ARTICLE:
It is a good idea to check and feel the ruby yourself when considering buying a stone. You can learn a lot just by the feel of a ruby.
The first thing to look at is the color. All rubies come in a wide variety of red tones with the darkest considered the best and most valuable. However your budget and taste will decide what quality and shade of ruby you buy. Such things as the color and texture of your skin, the type of body frame you have and the clothes you wear, all will have a bearing on what color and style of ruby looks best on you.
Like many gems rubies have inclusions or bubbles within the stone. The less inclusions the more you will have to pay for the stone. It is a good idea to spend at the top of your budget to get the best stone possible. You should get an appraisalfrom an independent gem laboratory of the ruby to show what inclusions there are. Do not just take a jewelers word for it.
The cut of the ruby should be clean and give out an inner glow. Try to see the ruby in natural light not artificial as the color will be different. This means taking it out of the shop to see it in daylight. Shops have a lot of unnatural light to make all gemstones sparkle. The red should be lustrous and sparkling.
Check the setting or mounting of the stone. The mounting should be a claw setting with 3 or 4 prongs holding the stone in. Ensure it is a tight fit and the stone is not lose or the prongs broken or bent. Look for possible cracks where the prongs are too tight and have cracked the stone. This is very possible with a careless fitter.
Value of Rubies
Natural rubies are rare and most of the rubies you find in jewelry shops are synthetic. A natural ruby is often worth more than a diamond. It is important, therefore, when being offered a 'natural' ruby to be able to tell the difference. A natural ruby has a much higher value of course.
All rubies are valued according to their size, color, clarity and cut. Also all natural rubies will have imperfections in them, including color impurities and inclusions of rutile needles known as 'silk'. If there is no silk in the stone, it will show that the stone has been heated at 3000 degrees C to give the ruby a better color of red. Usually the rough stone is heated prior to being cut.

GIVEN TASK: Continue the ruby-buying guide from its final sentence. The entries that come after this guide to buying rubies have no connection to it.

RECORD SET:
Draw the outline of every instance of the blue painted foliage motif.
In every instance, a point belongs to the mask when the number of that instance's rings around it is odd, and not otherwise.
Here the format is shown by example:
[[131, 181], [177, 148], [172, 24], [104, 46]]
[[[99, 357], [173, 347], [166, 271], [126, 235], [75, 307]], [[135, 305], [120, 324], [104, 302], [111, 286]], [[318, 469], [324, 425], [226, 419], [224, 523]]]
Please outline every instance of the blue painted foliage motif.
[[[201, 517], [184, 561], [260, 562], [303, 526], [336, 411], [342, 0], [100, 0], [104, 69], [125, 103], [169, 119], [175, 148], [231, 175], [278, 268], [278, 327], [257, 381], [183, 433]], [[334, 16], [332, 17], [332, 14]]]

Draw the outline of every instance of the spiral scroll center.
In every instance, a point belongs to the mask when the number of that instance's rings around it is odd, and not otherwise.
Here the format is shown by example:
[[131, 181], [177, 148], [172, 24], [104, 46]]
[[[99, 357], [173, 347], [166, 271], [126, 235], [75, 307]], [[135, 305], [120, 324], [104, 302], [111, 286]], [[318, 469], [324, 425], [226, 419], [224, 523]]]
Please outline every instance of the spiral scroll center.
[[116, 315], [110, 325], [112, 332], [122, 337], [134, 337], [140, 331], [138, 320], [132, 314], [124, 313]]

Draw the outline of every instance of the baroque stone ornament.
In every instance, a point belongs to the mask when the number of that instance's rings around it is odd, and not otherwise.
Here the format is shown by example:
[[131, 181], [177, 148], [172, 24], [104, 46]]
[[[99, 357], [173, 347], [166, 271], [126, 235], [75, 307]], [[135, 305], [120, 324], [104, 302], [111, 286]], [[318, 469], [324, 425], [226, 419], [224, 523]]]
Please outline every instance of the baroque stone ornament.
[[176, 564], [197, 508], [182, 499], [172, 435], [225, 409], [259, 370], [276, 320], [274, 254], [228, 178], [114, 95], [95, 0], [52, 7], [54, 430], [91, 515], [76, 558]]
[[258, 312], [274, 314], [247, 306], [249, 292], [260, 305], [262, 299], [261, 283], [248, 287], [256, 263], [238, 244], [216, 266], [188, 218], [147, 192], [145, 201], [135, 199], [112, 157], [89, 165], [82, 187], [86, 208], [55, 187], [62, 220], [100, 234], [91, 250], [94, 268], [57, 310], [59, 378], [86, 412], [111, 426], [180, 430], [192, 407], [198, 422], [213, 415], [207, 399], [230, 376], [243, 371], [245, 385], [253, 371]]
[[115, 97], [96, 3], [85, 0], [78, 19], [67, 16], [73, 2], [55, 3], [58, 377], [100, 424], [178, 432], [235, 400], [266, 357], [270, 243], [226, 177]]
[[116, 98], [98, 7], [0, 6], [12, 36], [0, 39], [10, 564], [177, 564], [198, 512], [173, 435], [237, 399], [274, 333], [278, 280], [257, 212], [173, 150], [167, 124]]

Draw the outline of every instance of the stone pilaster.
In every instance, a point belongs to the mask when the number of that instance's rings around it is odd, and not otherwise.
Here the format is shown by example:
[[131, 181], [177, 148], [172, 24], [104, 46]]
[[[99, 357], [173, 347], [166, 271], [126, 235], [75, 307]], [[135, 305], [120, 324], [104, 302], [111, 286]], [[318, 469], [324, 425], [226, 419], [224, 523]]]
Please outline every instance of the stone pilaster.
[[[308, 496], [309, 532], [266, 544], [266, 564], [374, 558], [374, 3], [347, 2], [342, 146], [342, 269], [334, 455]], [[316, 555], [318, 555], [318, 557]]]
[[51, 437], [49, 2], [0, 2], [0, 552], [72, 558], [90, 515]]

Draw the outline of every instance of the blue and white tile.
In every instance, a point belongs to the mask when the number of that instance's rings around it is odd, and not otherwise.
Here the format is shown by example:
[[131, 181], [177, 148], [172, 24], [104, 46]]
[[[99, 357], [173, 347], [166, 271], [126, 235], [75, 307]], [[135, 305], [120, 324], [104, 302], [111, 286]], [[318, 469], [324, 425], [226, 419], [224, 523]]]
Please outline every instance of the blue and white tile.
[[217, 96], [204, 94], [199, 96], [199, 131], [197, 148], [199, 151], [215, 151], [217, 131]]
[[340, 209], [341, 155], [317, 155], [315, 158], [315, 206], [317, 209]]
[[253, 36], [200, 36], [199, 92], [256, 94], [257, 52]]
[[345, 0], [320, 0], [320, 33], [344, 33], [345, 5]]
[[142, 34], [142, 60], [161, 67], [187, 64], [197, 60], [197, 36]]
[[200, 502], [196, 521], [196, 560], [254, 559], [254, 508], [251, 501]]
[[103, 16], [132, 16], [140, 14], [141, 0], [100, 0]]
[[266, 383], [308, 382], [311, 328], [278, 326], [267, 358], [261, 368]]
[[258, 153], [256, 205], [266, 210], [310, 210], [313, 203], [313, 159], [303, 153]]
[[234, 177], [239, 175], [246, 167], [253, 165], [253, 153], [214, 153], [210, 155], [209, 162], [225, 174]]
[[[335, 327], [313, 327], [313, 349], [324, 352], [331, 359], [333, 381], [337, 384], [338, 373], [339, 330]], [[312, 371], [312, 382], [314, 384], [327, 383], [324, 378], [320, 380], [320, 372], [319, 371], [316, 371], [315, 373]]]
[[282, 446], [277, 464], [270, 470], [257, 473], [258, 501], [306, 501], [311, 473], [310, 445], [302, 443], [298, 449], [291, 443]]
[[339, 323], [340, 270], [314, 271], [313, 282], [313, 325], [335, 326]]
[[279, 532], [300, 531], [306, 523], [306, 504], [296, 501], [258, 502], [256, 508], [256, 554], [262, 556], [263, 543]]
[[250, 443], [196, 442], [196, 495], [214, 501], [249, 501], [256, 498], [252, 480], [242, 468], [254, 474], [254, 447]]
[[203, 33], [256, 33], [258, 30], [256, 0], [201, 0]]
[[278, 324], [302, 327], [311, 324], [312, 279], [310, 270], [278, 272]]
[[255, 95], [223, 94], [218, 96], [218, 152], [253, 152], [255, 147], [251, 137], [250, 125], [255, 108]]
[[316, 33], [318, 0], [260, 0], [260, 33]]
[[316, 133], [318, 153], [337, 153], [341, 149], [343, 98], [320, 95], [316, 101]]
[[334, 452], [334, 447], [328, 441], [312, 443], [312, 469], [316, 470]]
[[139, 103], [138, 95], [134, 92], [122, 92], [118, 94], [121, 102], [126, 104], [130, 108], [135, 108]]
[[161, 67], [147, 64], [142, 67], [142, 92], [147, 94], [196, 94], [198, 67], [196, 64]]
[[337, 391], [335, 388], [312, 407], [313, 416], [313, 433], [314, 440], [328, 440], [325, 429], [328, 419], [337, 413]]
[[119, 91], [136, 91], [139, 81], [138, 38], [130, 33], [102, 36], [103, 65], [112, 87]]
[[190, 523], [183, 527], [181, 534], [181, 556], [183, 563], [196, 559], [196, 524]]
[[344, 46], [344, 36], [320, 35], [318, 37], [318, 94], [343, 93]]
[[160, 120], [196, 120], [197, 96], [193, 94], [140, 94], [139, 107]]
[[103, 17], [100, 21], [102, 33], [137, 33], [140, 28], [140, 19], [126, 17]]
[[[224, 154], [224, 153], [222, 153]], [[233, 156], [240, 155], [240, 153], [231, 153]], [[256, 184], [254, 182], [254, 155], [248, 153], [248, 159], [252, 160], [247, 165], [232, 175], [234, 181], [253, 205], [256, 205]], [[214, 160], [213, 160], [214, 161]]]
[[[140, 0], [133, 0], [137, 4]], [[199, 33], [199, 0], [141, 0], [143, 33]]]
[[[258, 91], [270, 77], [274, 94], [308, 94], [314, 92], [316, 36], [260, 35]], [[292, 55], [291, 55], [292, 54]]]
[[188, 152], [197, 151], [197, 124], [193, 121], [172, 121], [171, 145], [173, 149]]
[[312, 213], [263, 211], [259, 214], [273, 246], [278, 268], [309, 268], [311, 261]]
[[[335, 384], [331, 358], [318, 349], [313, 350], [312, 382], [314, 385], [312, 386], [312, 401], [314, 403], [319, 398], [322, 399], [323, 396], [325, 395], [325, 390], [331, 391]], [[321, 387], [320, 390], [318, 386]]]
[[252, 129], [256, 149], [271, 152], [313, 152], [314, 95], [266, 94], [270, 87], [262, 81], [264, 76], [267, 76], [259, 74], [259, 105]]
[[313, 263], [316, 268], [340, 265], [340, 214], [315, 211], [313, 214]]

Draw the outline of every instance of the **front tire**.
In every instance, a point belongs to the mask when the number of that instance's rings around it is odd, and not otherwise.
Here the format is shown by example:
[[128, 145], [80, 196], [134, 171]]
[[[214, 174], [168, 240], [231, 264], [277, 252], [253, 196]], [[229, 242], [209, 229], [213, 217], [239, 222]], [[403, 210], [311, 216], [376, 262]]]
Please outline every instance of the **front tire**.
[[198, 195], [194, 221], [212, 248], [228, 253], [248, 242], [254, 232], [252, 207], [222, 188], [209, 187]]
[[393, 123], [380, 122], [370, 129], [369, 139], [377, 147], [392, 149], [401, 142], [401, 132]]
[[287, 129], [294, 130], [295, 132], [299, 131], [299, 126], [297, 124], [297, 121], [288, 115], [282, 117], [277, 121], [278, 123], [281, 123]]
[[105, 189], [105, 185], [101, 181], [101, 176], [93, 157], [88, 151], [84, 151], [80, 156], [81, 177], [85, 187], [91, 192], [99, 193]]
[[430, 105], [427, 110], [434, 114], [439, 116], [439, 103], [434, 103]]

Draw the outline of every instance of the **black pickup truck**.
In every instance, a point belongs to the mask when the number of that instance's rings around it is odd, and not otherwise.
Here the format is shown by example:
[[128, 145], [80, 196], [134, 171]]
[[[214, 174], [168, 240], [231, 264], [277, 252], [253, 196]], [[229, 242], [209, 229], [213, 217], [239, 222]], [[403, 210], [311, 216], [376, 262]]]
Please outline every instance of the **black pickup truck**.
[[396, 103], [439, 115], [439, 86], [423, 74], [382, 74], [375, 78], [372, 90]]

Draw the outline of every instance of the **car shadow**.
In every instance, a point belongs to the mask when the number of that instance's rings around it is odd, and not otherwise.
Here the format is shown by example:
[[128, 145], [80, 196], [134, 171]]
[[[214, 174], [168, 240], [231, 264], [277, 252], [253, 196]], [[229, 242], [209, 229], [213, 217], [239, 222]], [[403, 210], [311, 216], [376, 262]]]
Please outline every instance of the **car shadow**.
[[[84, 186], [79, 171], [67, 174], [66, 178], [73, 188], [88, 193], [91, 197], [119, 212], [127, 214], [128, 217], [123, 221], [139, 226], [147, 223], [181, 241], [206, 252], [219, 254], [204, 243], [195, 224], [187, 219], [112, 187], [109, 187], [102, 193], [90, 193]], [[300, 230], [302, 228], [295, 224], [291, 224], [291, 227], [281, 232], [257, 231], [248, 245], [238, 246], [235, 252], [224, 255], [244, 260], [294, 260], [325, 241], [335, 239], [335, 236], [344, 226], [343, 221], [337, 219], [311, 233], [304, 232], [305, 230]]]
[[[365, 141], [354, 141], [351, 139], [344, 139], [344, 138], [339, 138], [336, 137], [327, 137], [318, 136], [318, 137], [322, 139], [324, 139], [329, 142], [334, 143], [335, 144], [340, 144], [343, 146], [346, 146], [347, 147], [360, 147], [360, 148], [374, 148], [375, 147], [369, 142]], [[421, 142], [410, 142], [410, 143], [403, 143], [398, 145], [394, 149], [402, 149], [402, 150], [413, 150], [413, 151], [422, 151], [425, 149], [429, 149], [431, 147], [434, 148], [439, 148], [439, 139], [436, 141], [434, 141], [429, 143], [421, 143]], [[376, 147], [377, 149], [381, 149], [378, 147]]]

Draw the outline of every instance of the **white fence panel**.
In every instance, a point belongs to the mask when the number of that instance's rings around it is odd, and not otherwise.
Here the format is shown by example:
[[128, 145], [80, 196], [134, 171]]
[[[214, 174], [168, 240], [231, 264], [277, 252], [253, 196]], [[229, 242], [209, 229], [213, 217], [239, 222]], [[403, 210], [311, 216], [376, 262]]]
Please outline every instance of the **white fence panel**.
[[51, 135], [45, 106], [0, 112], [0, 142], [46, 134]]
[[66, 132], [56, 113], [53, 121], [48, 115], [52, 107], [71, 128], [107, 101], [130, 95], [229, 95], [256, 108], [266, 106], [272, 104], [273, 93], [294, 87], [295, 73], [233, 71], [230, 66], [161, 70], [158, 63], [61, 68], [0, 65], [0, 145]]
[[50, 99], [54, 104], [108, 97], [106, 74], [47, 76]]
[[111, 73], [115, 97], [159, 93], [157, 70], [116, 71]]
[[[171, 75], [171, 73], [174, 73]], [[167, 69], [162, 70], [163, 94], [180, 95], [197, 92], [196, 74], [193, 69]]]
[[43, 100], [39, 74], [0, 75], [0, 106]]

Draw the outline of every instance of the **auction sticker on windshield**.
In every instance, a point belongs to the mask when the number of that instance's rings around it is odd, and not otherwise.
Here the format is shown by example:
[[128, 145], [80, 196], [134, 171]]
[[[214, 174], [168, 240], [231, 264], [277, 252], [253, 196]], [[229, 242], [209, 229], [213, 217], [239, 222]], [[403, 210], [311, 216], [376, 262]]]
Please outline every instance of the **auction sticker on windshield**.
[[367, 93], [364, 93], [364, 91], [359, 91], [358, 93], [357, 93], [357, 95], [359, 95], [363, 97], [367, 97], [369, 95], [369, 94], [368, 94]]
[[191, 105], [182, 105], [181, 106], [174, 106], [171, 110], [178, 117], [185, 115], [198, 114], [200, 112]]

TASK OUTPUT:
Synthetic rubies can only be identified using at least a 10x magnification microscope or a jewelers loupe or a light source such as a lamp or a penlight. One can then see curved growth lines and the ruby may also show included gas bubbles. Also curved growth lines, translucent to opaque crystals or liquids and wispy like veils (cloud like structure within a ruby) or wavy fingerprint-like inclusions may be seen.
Other than fluorescence, magnification is really the only way to differentiate between a synthetic and a natural ruby. sometimes pieces of red corundum have been found weighing many kilograms but these are generally of too low quality to be valuable as gemstones.
As part of finding the value of a ruby, auction prices are a good indicator of a stone's true value. Prices do not necessarily correlate with size however. For example, in 2006, the record price paid at auction for a single stone was $5,860,000 for an unnamed 38.12 carat cabochon-cut ruby. It is quite possible that rubies with an even greater value have been bought and sold privately.
Buy Loose Rubies
Loose rubies are perhaps the best way of buying rubies. You can check for flaws and cracks easier and get a more accurate picture of the quality of the stone.
When you are looking for loose rubies probably the most important factor to look at is color. Many people prefer the deeper rich almost blood red color. Other like the paler pink like quality of some rubies. As I said it can depend on skin color and other factors. So one looks at the hue and the tone. The hue refers to the actual color of the stone. Tone refers to how deep the color goes. Also is the color even? Some stones can show a banding and this would lessen the value.
Turn the stone around and look at it from all angles, even upside down. This will tell you if the stone has banding under but not shown on the top if it has been cut to hide the banding. A banded stone is not worth as much as a full colored stone.
Other factors to consider are the clarity and cut of the stone. Especially when it comes to setting. Is the cut suitable for a ring setting? Or a pendant for example.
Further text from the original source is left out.